EXERCISE DIRECTIONS =>
Write out the lines of the listing, everything from the line containing "hillside --coords pixels" down to the line containing "[[[52,10],[69,17],[110,18],[129,0],[52,0]]]", as a JSON list of strings. Include both of those lines, give one string per line, and leave out blank lines.

STORED ROWS =>

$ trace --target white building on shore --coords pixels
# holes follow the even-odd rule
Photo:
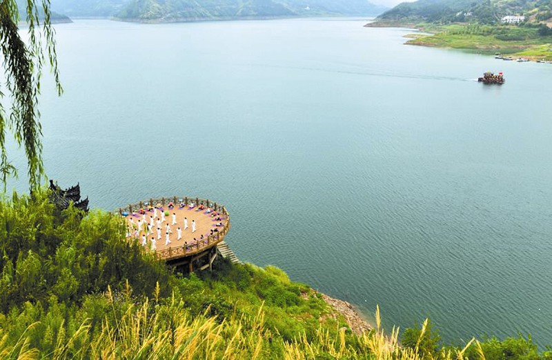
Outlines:
[[[523,15],[508,15],[502,17],[502,23],[520,23],[525,20]]]

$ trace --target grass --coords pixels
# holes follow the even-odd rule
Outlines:
[[[531,59],[552,59],[551,37],[539,37],[535,28],[451,24],[417,26],[430,35],[414,34],[409,45],[467,50],[484,54],[500,52]]]

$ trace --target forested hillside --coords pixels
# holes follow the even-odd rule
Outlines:
[[[367,0],[131,0],[123,20],[187,21],[312,16],[368,16],[384,9]]]
[[[552,17],[551,0],[419,0],[402,3],[377,17],[404,22],[500,23],[503,17],[524,15],[527,22]]]
[[[52,10],[69,17],[110,18],[129,0],[52,0]]]

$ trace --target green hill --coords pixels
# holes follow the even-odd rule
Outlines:
[[[402,3],[379,17],[380,21],[500,23],[503,17],[523,15],[530,23],[552,17],[551,0],[419,0]]]
[[[531,338],[441,343],[426,321],[353,332],[281,270],[215,261],[181,274],[116,214],[60,211],[46,190],[0,200],[0,359],[533,359]]]
[[[131,0],[121,20],[168,22],[314,16],[376,15],[384,8],[366,0]]]
[[[51,8],[72,18],[110,18],[129,0],[51,0]]]

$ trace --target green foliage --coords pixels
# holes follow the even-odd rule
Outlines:
[[[551,10],[552,0],[419,0],[402,3],[377,20],[500,25],[507,15],[525,15],[526,22],[533,21],[533,17],[536,21],[544,21],[552,16]]]
[[[440,348],[441,337],[438,330],[433,329],[431,321],[420,326],[408,328],[402,334],[402,345],[415,350],[422,359],[432,359]]]
[[[141,21],[193,21],[305,16],[369,15],[384,9],[363,0],[131,0],[117,15]]]
[[[518,337],[509,337],[500,341],[496,337],[485,339],[481,341],[481,350],[488,360],[532,360],[547,359],[546,353],[539,354],[537,346],[533,344],[531,337],[527,339],[521,334]],[[470,359],[477,357],[478,350],[475,346],[471,346],[466,351],[466,356]]]
[[[120,217],[59,213],[46,190],[1,201],[0,219],[1,359],[552,359],[521,336],[442,348],[428,321],[400,347],[379,314],[359,337],[277,268],[220,260],[177,276],[124,239]]]
[[[146,295],[157,281],[163,294],[170,291],[170,274],[137,243],[121,241],[119,219],[95,212],[82,218],[74,208],[56,214],[46,191],[32,197],[14,194],[0,202],[0,259],[4,291],[0,310],[26,301],[77,301],[86,294],[122,289],[128,281]]]

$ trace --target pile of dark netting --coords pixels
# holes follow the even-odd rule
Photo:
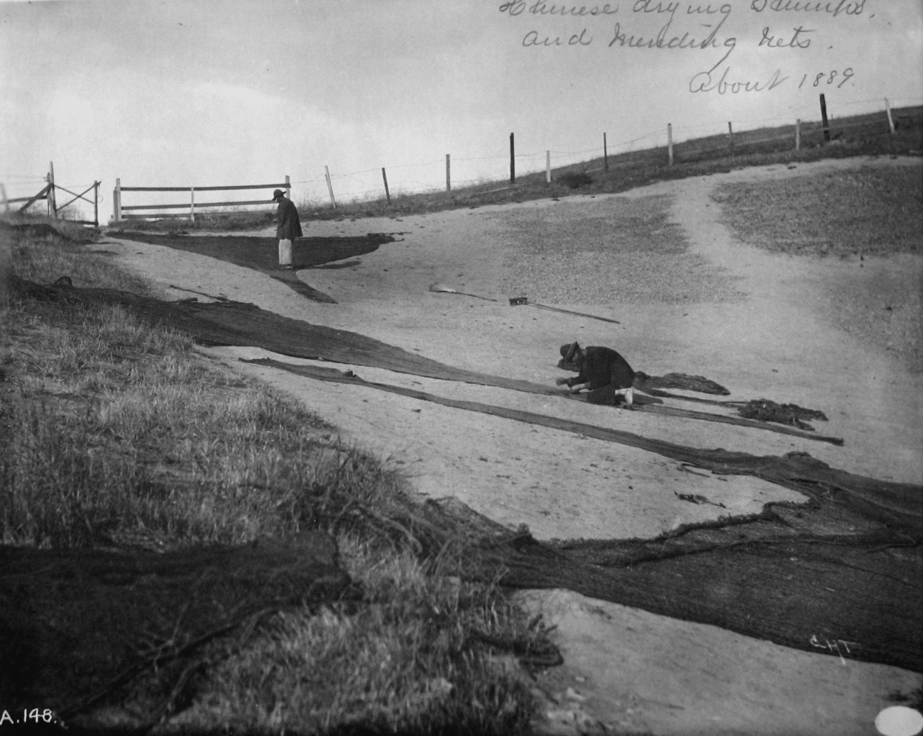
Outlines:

ANSWER BELOW =>
[
  "$ trace --target forested hillside --coords pixels",
  "# holes follow the even-odd rule",
  "Outlines:",
  "[[[367,0],[131,0],[123,20],[187,21],[312,16],[368,16],[384,9]]]",
  "[[[552,17],[551,0],[419,0],[402,3],[377,17],[404,22],[500,23],[503,17],[524,15],[527,22]]]",
  "[[[52,10],[69,17],[110,18],[129,0],[52,0]]]"
]